--- PROBLEM DETAILS ---
Below is a block of records. Copy every line in it that contains the word "logo".

--- DATASET ENTRIES ---
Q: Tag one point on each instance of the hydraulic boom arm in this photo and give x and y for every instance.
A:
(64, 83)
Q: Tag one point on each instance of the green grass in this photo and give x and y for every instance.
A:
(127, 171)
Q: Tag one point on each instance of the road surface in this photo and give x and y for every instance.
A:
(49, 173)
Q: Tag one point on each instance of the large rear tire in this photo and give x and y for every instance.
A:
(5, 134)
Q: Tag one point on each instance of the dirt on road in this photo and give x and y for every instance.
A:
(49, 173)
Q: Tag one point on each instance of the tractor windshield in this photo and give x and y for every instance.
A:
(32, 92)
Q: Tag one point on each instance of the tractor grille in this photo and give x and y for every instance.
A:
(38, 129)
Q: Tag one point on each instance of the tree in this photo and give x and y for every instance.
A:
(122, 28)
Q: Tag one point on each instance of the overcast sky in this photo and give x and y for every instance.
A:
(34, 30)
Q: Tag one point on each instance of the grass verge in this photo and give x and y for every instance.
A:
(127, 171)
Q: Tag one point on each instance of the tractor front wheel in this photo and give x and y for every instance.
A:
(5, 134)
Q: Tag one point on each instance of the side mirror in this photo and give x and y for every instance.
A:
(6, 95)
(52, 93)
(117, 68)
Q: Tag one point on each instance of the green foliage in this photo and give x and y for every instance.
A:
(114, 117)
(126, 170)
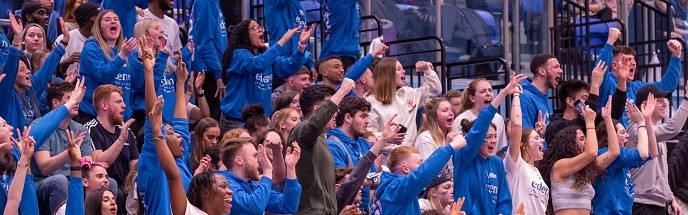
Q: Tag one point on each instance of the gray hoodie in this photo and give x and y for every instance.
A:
(651, 181)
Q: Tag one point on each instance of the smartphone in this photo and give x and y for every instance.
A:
(580, 106)
(402, 129)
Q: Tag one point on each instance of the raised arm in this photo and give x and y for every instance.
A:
(605, 159)
(14, 193)
(566, 167)
(516, 128)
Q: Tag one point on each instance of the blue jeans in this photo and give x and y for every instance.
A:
(51, 191)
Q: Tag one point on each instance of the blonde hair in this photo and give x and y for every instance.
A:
(430, 123)
(141, 31)
(385, 83)
(95, 31)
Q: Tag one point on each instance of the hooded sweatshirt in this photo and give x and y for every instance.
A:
(126, 12)
(249, 78)
(209, 35)
(398, 194)
(342, 20)
(482, 181)
(99, 70)
(533, 101)
(614, 189)
(256, 197)
(651, 180)
(16, 114)
(669, 81)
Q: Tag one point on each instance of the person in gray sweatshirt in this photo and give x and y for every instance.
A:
(652, 192)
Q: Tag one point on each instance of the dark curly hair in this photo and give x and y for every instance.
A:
(239, 39)
(564, 146)
(313, 95)
(351, 105)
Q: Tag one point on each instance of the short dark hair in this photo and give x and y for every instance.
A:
(313, 95)
(569, 88)
(351, 105)
(622, 49)
(232, 147)
(254, 116)
(56, 91)
(539, 61)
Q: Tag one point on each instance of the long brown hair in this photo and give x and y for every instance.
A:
(430, 123)
(385, 80)
(466, 103)
(95, 31)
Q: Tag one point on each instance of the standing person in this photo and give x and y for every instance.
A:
(526, 185)
(477, 96)
(316, 167)
(617, 57)
(653, 194)
(126, 11)
(614, 188)
(106, 61)
(342, 21)
(113, 142)
(84, 14)
(479, 175)
(391, 96)
(249, 69)
(546, 73)
(209, 34)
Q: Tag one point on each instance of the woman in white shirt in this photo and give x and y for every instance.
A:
(390, 96)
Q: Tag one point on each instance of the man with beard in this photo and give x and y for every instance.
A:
(252, 191)
(113, 142)
(534, 100)
(617, 56)
(156, 11)
(52, 163)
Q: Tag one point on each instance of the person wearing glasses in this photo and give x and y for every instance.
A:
(248, 68)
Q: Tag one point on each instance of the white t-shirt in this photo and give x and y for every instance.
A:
(193, 210)
(169, 26)
(497, 120)
(76, 44)
(526, 185)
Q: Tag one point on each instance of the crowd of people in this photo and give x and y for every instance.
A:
(113, 118)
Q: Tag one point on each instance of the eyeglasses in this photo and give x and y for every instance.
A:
(257, 29)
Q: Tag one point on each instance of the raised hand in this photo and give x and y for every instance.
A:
(293, 155)
(634, 114)
(540, 125)
(675, 47)
(598, 73)
(456, 207)
(648, 106)
(306, 34)
(614, 34)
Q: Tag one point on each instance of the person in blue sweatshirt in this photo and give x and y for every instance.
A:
(43, 128)
(104, 60)
(614, 56)
(248, 68)
(479, 175)
(126, 11)
(342, 20)
(285, 15)
(252, 192)
(331, 69)
(22, 101)
(614, 187)
(399, 189)
(151, 179)
(209, 34)
(546, 73)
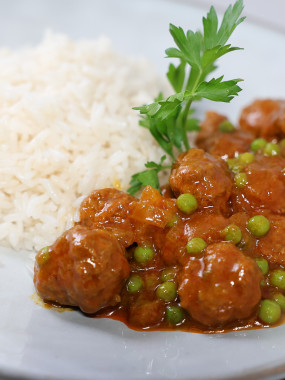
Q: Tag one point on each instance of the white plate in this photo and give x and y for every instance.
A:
(41, 343)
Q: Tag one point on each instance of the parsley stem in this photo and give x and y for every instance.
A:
(184, 125)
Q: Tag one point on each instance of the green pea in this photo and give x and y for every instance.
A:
(280, 299)
(232, 233)
(151, 280)
(43, 255)
(262, 264)
(234, 165)
(269, 311)
(240, 180)
(272, 149)
(187, 203)
(134, 284)
(168, 274)
(246, 158)
(277, 278)
(258, 144)
(167, 291)
(196, 245)
(173, 221)
(143, 254)
(258, 225)
(226, 126)
(174, 314)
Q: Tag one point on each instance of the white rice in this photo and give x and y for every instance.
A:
(67, 127)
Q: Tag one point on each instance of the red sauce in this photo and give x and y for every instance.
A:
(217, 289)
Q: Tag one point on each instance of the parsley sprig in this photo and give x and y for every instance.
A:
(170, 119)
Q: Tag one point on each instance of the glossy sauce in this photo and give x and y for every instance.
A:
(219, 289)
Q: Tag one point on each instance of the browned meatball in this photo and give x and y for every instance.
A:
(223, 287)
(265, 188)
(85, 268)
(202, 225)
(264, 118)
(204, 176)
(109, 209)
(271, 246)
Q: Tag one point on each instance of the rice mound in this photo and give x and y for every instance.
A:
(67, 127)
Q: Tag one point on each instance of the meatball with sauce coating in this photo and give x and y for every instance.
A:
(109, 209)
(205, 226)
(264, 118)
(271, 246)
(85, 268)
(265, 187)
(222, 287)
(204, 176)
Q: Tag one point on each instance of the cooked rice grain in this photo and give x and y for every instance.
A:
(67, 127)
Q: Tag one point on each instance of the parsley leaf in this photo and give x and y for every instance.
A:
(170, 119)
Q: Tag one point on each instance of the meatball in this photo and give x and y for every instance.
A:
(271, 246)
(204, 176)
(222, 144)
(264, 118)
(265, 186)
(85, 268)
(109, 209)
(223, 287)
(205, 226)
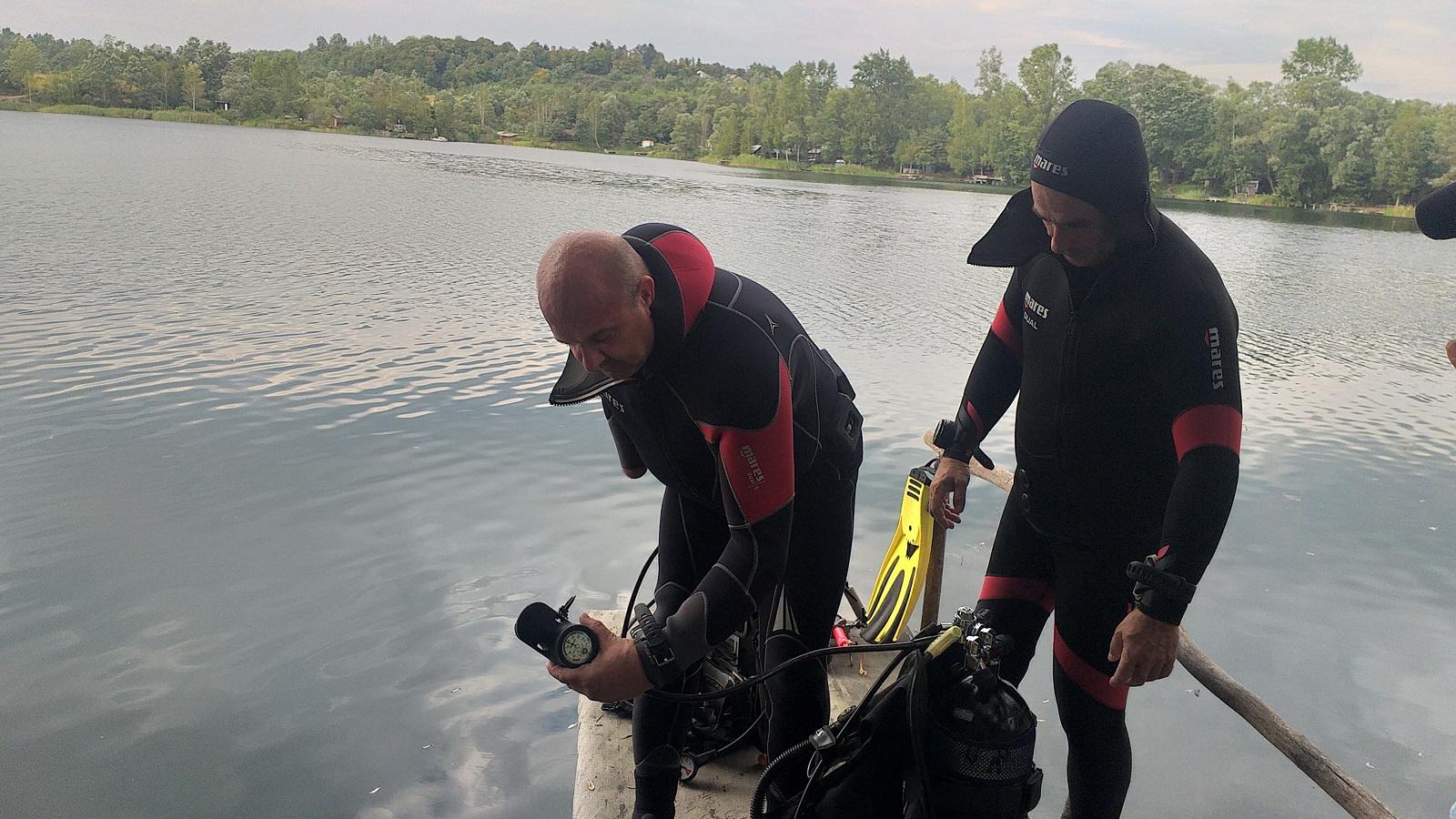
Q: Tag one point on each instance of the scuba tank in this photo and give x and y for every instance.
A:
(979, 749)
(948, 739)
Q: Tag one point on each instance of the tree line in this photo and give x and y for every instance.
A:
(1307, 138)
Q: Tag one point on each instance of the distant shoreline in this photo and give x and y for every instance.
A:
(851, 174)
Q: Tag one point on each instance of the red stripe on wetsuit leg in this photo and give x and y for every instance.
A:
(759, 462)
(693, 267)
(1097, 683)
(976, 419)
(1006, 331)
(1038, 592)
(1210, 424)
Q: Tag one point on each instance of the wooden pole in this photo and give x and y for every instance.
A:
(931, 610)
(1350, 794)
(1303, 753)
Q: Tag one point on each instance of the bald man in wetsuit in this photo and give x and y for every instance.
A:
(710, 382)
(1120, 339)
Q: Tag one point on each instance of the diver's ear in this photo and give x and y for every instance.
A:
(647, 290)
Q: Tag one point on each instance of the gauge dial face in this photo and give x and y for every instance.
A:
(577, 646)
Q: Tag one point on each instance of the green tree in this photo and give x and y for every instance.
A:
(990, 76)
(1176, 111)
(193, 85)
(887, 84)
(24, 65)
(1050, 84)
(1405, 157)
(725, 131)
(1321, 57)
(688, 135)
(211, 57)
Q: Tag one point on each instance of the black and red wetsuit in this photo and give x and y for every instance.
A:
(1127, 443)
(752, 429)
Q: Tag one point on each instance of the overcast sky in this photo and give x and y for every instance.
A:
(1407, 47)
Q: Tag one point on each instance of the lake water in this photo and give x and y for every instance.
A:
(278, 471)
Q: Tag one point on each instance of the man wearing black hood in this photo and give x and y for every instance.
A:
(1118, 336)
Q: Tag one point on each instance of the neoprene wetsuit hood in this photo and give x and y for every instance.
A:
(1092, 150)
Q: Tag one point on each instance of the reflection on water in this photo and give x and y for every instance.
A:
(280, 472)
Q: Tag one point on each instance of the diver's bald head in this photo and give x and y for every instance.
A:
(587, 264)
(596, 293)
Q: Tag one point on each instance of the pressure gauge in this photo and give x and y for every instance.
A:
(552, 634)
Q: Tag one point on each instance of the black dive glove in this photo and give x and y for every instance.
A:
(1159, 593)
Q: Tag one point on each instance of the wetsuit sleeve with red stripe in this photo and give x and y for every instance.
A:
(995, 378)
(1200, 385)
(746, 414)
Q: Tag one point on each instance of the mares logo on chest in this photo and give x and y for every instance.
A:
(1210, 339)
(754, 472)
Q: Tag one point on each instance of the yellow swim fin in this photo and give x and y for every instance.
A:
(902, 574)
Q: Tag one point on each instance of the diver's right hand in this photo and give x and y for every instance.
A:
(948, 491)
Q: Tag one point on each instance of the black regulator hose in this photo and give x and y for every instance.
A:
(906, 646)
(759, 804)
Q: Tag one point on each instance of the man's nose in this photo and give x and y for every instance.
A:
(589, 356)
(1057, 245)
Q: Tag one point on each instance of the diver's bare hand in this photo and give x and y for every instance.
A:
(1143, 649)
(616, 673)
(948, 491)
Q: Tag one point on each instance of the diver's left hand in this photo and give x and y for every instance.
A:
(616, 673)
(1143, 649)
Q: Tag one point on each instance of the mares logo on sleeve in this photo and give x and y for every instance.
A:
(1210, 339)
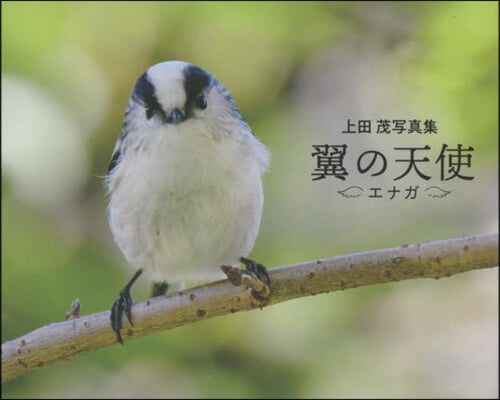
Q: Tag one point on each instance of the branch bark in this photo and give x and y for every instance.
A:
(63, 340)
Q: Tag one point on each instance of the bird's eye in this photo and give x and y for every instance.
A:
(201, 101)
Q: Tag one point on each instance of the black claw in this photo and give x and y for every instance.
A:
(257, 269)
(159, 289)
(123, 303)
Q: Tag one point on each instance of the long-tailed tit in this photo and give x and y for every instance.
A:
(184, 182)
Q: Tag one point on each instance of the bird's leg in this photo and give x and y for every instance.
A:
(159, 289)
(123, 303)
(259, 271)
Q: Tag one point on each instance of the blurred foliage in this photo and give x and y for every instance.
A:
(297, 71)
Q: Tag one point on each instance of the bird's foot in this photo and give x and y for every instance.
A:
(122, 303)
(159, 289)
(255, 277)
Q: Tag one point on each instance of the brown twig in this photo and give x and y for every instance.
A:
(63, 340)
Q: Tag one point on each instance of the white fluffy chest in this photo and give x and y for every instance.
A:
(183, 202)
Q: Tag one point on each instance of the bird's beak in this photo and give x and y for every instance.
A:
(176, 116)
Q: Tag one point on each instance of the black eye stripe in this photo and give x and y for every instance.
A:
(195, 82)
(144, 91)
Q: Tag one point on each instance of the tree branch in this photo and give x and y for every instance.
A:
(63, 340)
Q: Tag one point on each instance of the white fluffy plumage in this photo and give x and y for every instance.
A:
(185, 182)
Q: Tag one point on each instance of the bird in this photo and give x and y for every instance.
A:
(184, 182)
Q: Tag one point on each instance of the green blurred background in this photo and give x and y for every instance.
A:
(297, 71)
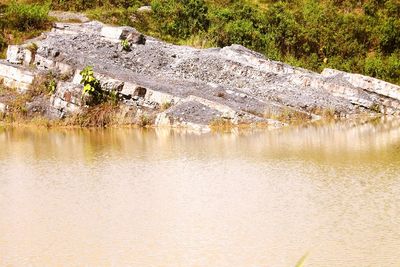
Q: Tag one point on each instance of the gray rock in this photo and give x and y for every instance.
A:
(3, 108)
(233, 82)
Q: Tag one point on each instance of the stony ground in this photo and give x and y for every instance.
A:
(184, 86)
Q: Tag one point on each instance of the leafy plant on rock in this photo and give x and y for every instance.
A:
(126, 46)
(91, 85)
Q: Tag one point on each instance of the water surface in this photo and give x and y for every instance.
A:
(126, 197)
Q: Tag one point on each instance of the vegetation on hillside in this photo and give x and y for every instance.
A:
(355, 36)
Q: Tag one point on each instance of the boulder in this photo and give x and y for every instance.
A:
(2, 107)
(16, 76)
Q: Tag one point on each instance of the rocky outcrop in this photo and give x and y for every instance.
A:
(191, 87)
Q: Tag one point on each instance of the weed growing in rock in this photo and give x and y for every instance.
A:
(91, 85)
(126, 46)
(166, 105)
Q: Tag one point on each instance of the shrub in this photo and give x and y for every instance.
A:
(26, 16)
(180, 18)
(91, 86)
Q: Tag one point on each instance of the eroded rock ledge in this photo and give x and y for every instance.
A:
(188, 87)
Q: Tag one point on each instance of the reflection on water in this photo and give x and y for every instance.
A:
(164, 198)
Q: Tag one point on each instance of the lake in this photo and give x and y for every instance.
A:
(131, 197)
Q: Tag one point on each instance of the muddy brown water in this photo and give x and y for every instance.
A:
(128, 197)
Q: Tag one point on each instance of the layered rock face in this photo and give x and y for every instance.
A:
(190, 87)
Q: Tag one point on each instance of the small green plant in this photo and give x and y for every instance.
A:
(144, 120)
(33, 47)
(91, 85)
(166, 105)
(126, 46)
(52, 86)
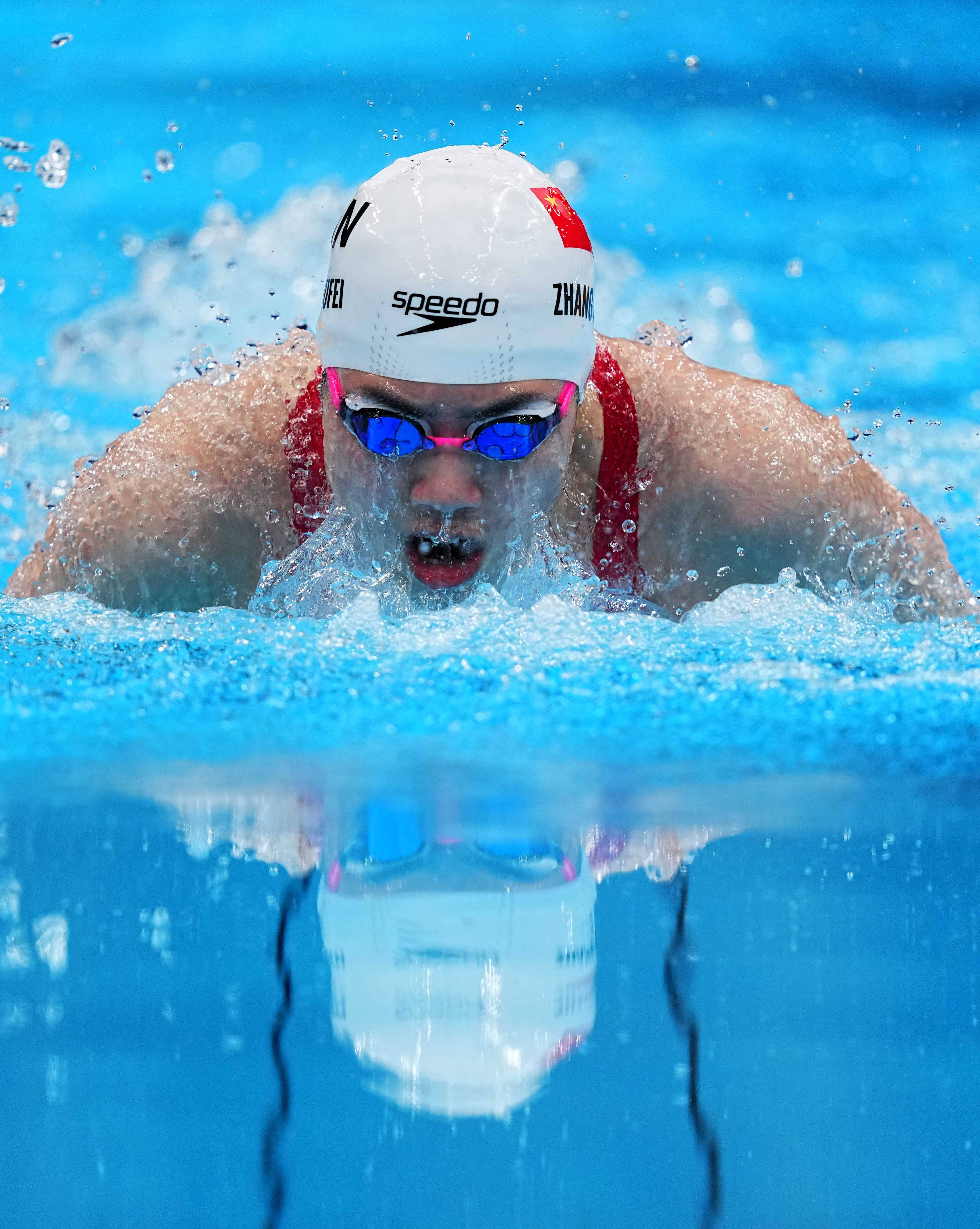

--- RESULT FOR THIS EXERCISE ---
Q: Tag one point on each instance of the mares logo on chest in this photo and give x and y for every instance.
Q: Tag one point on each instance of the mares logo on sleeve in this photo and give x and y for every instance.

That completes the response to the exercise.